### Material provided
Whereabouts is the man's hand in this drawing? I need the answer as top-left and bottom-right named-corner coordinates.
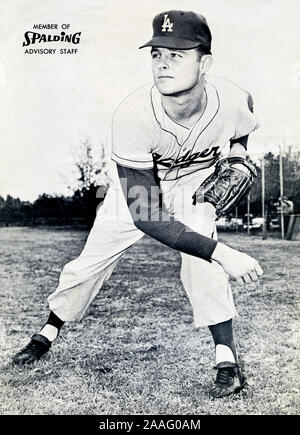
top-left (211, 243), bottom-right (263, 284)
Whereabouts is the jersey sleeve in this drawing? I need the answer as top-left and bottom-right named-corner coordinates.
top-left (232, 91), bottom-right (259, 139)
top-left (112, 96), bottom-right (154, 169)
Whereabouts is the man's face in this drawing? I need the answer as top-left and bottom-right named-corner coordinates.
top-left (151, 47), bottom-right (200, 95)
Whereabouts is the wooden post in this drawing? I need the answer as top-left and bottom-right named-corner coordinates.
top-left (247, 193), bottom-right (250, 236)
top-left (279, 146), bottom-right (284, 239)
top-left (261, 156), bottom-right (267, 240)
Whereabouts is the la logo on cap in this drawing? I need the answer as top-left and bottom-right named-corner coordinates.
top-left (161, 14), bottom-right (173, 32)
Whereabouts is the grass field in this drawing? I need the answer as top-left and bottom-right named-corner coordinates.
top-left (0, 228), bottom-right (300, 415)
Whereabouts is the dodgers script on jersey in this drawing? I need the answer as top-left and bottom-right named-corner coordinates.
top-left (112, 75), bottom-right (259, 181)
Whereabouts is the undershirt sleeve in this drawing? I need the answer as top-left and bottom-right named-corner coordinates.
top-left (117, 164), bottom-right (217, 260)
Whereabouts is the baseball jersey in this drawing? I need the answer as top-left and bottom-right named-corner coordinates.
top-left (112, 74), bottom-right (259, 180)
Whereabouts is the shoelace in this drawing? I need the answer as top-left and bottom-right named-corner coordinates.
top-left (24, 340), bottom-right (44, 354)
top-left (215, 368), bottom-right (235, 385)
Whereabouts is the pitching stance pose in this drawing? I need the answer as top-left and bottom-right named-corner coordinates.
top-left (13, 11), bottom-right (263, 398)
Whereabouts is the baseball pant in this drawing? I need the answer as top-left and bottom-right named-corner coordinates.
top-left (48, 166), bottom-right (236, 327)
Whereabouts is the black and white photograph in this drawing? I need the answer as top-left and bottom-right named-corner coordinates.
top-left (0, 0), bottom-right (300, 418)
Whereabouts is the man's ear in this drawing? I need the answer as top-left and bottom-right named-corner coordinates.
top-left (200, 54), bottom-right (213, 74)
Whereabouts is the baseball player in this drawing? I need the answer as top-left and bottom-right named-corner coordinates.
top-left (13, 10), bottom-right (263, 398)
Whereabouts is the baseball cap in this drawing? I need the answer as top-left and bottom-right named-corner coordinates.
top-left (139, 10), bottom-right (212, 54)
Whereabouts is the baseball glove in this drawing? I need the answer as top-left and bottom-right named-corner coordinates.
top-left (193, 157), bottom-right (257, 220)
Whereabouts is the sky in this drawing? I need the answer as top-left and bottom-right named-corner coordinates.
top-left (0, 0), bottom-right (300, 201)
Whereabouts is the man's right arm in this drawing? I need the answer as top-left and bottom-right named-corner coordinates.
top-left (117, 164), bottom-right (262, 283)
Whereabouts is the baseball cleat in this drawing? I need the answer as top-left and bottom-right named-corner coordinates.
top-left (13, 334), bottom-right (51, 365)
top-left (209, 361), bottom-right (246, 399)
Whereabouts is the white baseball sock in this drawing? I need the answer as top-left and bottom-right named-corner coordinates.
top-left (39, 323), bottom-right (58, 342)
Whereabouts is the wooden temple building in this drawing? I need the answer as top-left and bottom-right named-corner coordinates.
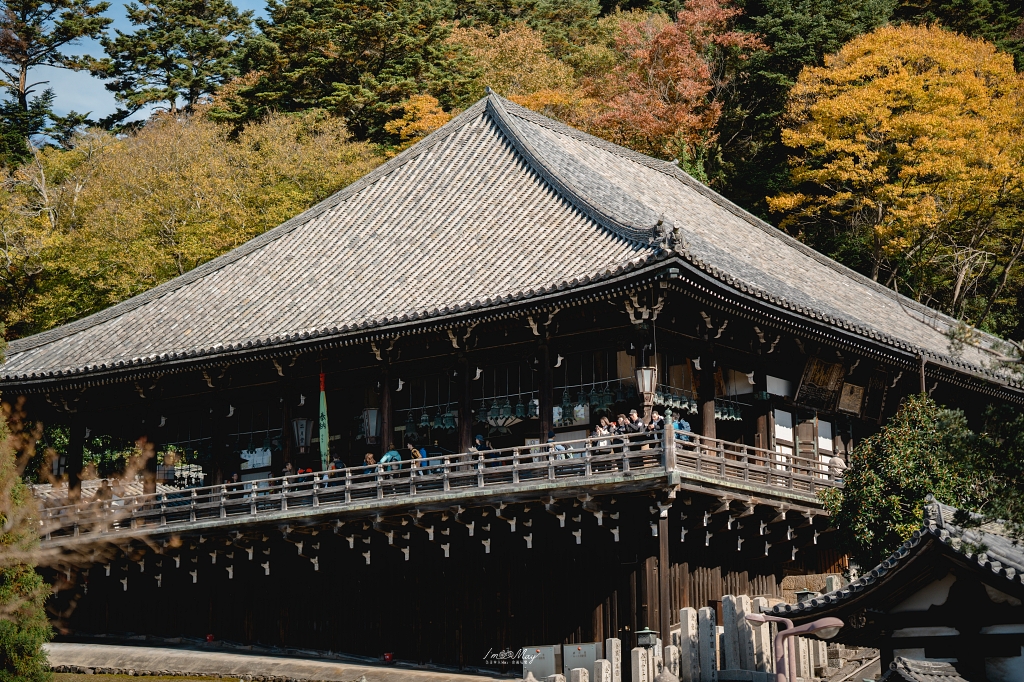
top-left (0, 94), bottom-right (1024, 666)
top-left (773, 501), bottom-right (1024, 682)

### Set task
Put every line of the material above into a JSON list of strings, one string per line, leaving out blank lines and the pictures.

### Written answer
[
  "Whereabouts is the man's hand in this drawing? I need the answer as top-left and bottom-right named-corner coordinates.",
  "top-left (211, 243), bottom-right (263, 284)",
  "Whereabouts is the jersey sleeve in this drawing? I need the answer as top-left and bottom-right named-corner coordinates.",
  "top-left (232, 91), bottom-right (259, 139)",
  "top-left (112, 96), bottom-right (154, 169)",
  "Whereabouts is the man's face in this drawing? I need the answer as top-left and bottom-right named-corner coordinates.",
  "top-left (151, 47), bottom-right (200, 95)",
  "Whereabouts is the wooden post in this drawing? I need the answer as top-left and bottom-right named-corner coordinates.",
  "top-left (247, 193), bottom-right (250, 236)",
  "top-left (279, 146), bottom-right (284, 239)",
  "top-left (261, 156), bottom-right (267, 240)",
  "Whereabouts is the la logo on cap in this drawing? I need the answer as top-left and bottom-right named-corner coordinates.",
  "top-left (161, 14), bottom-right (173, 32)",
  "Whereabouts is the grass field in this drawing? I need the answer as top-left and bottom-right named-corner coordinates.",
  "top-left (0, 228), bottom-right (300, 415)",
  "Whereabouts is the dodgers script on jersey in this drawing? I need the answer as top-left and bottom-right named-corner coordinates.",
  "top-left (112, 75), bottom-right (259, 181)",
  "Whereabouts is the undershirt sleeve in this drawing? I need the answer as top-left and bottom-right named-corner coordinates.",
  "top-left (117, 164), bottom-right (217, 260)",
  "Whereabouts is the baseball jersey in this drawing? I need the answer as top-left and bottom-right named-corner coordinates.",
  "top-left (112, 74), bottom-right (259, 180)",
  "Whereabouts is the shoelace in this drawing? I need the answer as top-left and bottom-right named-corner coordinates.",
  "top-left (24, 340), bottom-right (44, 354)",
  "top-left (215, 368), bottom-right (235, 385)",
  "Whereabouts is the pitching stance pose in this drawing? I need the answer as top-left and bottom-right named-corner coordinates.",
  "top-left (13, 11), bottom-right (263, 398)",
  "Whereabouts is the baseball pant in this drawing? I need the answer as top-left and bottom-right named-corner coordinates.",
  "top-left (48, 166), bottom-right (236, 327)",
  "Whereabouts is the black and white photograph in this drawing? I need the answer as top-left and bottom-right named-corner coordinates.",
  "top-left (0, 0), bottom-right (300, 418)",
  "Whereabouts is the man's ear in this drawing? I need the answer as top-left and bottom-right named-corner coordinates.",
  "top-left (200, 54), bottom-right (213, 74)",
  "Whereabouts is the baseball player in this drawing? I need the answer as top-left and bottom-right named-corner coordinates.",
  "top-left (13, 10), bottom-right (263, 398)",
  "Whereabouts is the baseball cap in this drawing? I need the answer as top-left and bottom-right named-corner coordinates.",
  "top-left (139, 10), bottom-right (212, 54)",
  "Whereabouts is the baseball glove in this drawing? I need the answer as top-left and bottom-right named-corner coordinates.",
  "top-left (193, 157), bottom-right (257, 220)",
  "Whereabouts is the sky in this drawing? I need the answer as top-left and bottom-right named-corner coordinates.",
  "top-left (0, 0), bottom-right (300, 201)",
  "Whereabouts is the man's right arm in this drawing? I need the answer as top-left and bottom-right named-corner coordinates.",
  "top-left (117, 164), bottom-right (262, 283)",
  "Whereabouts is the baseball cleat in this drawing? I need the answer as top-left and bottom-right named-corner coordinates.",
  "top-left (13, 334), bottom-right (51, 365)",
  "top-left (209, 361), bottom-right (246, 399)",
  "Whereabouts is the white baseball sock in this drawing? I need the answer as top-left and bottom-right named-corner coordinates.",
  "top-left (39, 323), bottom-right (58, 342)",
  "Whereabouts is the wooden temple building in this drawing? I need the answer as top-left and bottom-right named-corner coordinates.",
  "top-left (0, 94), bottom-right (1024, 666)",
  "top-left (773, 501), bottom-right (1024, 682)"
]